*PROBLEM REQUIREMENTS*:
Return every line of the material below that contains the string "screen", treating uppercase and lowercase as distinct.

*RECORDS PROVIDED*:
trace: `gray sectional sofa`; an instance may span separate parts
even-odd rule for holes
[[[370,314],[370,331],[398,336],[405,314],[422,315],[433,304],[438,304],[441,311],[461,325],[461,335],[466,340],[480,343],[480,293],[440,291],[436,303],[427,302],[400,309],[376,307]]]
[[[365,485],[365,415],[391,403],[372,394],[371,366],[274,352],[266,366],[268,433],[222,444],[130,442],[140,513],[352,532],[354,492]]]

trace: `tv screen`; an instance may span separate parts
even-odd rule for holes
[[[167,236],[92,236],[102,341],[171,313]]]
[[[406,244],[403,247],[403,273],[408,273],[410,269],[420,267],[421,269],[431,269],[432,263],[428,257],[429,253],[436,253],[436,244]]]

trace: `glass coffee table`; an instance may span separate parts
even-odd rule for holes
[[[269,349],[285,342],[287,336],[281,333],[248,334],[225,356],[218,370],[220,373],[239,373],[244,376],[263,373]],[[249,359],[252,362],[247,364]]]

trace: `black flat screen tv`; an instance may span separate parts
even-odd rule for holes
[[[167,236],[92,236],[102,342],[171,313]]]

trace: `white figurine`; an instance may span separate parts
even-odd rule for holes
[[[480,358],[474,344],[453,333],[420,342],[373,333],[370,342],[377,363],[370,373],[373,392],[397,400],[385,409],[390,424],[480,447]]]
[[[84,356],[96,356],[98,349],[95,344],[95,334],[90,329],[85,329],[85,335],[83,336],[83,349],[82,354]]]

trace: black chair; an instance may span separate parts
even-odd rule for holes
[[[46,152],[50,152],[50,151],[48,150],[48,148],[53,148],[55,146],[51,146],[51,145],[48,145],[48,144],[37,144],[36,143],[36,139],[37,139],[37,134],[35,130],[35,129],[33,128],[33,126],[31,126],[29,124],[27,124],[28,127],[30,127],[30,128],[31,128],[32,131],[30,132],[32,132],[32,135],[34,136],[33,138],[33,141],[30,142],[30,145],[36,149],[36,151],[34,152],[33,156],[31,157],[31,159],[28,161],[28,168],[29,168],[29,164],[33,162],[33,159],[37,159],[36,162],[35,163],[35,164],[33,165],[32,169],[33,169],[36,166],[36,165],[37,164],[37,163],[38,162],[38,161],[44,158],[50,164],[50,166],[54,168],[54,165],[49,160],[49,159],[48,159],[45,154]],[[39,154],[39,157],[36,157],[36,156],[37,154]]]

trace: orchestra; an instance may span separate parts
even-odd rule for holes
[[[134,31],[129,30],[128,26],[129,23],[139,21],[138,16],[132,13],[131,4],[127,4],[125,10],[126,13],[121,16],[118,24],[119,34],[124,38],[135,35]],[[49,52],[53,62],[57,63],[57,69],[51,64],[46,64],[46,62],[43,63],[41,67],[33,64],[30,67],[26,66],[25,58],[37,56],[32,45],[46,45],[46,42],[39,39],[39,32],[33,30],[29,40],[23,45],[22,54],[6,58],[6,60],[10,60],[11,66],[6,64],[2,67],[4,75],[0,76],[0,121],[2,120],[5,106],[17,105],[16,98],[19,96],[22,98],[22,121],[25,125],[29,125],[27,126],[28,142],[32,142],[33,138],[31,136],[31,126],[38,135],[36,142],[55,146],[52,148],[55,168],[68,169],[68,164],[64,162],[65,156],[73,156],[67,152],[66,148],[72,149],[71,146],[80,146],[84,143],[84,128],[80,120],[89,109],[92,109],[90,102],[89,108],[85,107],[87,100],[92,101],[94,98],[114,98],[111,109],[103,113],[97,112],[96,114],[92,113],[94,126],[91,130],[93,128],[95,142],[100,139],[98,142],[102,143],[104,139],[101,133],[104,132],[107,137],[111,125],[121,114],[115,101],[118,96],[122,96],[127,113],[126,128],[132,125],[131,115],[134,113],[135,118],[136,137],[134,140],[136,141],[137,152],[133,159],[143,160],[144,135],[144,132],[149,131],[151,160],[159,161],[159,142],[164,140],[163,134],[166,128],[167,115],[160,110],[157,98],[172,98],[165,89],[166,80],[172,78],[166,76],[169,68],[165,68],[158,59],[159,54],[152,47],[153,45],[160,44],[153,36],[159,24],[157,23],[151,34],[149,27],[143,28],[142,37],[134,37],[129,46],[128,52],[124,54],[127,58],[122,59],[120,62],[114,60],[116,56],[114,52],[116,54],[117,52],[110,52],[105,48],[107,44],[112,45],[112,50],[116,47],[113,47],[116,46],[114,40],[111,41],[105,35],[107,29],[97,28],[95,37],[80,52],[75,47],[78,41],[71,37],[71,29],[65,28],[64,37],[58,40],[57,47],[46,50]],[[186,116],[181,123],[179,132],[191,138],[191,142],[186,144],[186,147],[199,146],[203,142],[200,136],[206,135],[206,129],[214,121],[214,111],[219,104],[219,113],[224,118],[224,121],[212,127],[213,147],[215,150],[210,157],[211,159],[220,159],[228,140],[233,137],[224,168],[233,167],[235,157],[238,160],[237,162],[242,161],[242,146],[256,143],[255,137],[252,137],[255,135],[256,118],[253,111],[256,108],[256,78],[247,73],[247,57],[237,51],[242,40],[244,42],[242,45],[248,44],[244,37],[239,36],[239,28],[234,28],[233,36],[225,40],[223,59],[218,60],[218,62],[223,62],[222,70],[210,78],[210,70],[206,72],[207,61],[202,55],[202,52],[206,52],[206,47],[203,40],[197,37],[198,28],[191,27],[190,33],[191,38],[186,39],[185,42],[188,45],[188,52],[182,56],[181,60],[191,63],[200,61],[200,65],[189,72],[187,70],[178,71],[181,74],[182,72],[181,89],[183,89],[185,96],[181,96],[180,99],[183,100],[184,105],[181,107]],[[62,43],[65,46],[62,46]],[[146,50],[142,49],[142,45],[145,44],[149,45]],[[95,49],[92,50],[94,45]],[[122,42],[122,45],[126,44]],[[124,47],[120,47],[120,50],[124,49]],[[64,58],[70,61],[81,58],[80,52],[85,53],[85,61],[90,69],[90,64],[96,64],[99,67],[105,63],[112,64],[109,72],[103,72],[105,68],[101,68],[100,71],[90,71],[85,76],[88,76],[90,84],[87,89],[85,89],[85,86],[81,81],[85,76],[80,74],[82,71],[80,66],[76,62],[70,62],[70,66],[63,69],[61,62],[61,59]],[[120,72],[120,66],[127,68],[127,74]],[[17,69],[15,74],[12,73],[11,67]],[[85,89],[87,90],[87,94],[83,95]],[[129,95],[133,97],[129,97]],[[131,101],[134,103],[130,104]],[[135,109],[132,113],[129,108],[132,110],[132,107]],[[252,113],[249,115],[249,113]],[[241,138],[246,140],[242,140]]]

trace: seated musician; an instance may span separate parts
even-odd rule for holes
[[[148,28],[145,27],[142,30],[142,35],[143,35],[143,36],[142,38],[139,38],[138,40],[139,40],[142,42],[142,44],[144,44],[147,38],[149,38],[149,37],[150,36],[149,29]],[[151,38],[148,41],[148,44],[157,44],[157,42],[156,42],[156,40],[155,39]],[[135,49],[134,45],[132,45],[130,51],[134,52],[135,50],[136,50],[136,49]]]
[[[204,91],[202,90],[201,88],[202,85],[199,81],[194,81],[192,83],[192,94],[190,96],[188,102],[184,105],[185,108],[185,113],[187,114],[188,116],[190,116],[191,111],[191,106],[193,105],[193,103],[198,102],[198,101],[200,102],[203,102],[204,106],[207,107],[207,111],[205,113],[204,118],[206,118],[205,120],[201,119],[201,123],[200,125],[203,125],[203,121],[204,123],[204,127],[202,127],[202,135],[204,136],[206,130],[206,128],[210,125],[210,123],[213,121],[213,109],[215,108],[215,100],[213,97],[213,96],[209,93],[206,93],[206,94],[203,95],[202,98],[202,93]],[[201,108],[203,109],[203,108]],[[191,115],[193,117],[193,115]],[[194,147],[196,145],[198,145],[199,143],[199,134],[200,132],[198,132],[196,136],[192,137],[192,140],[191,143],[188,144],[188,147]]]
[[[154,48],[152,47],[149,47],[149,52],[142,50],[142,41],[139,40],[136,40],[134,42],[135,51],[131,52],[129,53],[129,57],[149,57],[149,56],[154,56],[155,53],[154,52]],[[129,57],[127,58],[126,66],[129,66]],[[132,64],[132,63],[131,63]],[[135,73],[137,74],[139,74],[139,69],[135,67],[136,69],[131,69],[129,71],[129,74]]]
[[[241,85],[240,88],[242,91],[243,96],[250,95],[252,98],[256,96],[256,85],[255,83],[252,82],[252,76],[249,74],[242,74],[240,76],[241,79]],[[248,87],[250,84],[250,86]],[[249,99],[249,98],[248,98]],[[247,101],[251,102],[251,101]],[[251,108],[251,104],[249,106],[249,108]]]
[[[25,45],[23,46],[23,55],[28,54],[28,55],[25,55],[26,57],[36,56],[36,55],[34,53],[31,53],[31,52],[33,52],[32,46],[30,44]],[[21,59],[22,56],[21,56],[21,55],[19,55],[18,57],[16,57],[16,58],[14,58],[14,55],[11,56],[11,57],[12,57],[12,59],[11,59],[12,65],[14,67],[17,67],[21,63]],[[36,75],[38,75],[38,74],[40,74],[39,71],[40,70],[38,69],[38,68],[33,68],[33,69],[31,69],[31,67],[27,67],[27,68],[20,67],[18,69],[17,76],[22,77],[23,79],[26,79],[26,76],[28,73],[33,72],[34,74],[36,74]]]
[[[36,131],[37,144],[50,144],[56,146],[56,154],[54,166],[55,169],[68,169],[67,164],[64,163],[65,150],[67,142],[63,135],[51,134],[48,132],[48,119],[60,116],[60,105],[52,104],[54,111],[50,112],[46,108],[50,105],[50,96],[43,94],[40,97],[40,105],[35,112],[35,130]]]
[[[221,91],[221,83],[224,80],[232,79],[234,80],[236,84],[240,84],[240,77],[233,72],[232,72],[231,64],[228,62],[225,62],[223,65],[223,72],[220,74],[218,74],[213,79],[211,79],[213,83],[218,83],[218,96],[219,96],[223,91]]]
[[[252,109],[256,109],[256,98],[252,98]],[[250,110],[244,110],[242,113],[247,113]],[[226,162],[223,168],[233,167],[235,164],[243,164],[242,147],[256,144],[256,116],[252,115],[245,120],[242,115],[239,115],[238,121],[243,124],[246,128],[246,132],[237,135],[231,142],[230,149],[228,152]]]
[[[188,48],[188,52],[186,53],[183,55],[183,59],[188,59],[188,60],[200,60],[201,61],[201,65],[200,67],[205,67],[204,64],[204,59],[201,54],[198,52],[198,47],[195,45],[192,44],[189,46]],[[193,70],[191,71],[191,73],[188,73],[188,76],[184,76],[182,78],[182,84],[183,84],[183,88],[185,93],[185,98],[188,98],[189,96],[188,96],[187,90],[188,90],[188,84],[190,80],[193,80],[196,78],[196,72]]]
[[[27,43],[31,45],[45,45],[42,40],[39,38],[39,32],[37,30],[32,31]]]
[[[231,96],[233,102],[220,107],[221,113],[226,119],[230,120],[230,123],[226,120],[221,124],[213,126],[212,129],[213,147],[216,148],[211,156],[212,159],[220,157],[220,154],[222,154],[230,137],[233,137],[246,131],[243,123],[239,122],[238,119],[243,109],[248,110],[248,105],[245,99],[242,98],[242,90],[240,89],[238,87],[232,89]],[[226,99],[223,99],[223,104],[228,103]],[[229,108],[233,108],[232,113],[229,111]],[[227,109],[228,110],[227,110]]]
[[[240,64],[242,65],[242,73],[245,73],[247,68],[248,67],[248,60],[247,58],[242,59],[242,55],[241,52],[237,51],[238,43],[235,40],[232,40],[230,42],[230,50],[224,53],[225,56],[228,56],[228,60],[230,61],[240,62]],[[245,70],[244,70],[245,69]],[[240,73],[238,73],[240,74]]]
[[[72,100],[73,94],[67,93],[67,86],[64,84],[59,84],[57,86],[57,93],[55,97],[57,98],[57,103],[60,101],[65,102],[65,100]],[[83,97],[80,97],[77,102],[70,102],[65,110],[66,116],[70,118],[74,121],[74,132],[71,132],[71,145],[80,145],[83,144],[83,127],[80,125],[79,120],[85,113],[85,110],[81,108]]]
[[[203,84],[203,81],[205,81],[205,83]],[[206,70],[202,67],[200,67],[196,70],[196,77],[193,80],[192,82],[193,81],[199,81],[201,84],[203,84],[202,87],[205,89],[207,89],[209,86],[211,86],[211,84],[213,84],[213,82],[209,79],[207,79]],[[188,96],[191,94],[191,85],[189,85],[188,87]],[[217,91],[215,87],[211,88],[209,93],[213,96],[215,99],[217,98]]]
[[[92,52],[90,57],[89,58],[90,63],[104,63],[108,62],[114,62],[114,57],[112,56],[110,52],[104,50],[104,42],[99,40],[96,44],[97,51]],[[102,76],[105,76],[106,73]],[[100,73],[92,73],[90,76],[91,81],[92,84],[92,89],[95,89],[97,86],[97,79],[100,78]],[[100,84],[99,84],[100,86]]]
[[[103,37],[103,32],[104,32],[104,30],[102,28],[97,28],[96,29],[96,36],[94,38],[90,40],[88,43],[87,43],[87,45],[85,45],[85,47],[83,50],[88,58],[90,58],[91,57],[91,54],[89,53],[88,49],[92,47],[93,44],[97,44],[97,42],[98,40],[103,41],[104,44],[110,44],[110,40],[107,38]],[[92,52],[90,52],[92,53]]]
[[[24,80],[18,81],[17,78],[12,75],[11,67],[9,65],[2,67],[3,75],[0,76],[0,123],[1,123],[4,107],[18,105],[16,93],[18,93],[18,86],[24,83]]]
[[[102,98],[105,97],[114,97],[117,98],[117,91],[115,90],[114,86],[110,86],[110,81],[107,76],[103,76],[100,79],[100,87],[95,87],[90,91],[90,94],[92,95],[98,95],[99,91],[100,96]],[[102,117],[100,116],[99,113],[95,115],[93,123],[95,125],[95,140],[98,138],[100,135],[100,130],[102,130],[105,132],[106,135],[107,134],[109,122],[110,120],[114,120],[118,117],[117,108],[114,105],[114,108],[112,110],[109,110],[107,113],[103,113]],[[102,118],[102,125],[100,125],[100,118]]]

*EXERCISE ANSWER*:
trace: `tv screen`; an instance may span separate parts
trace: `black flat screen tv`; an instance may span separate parts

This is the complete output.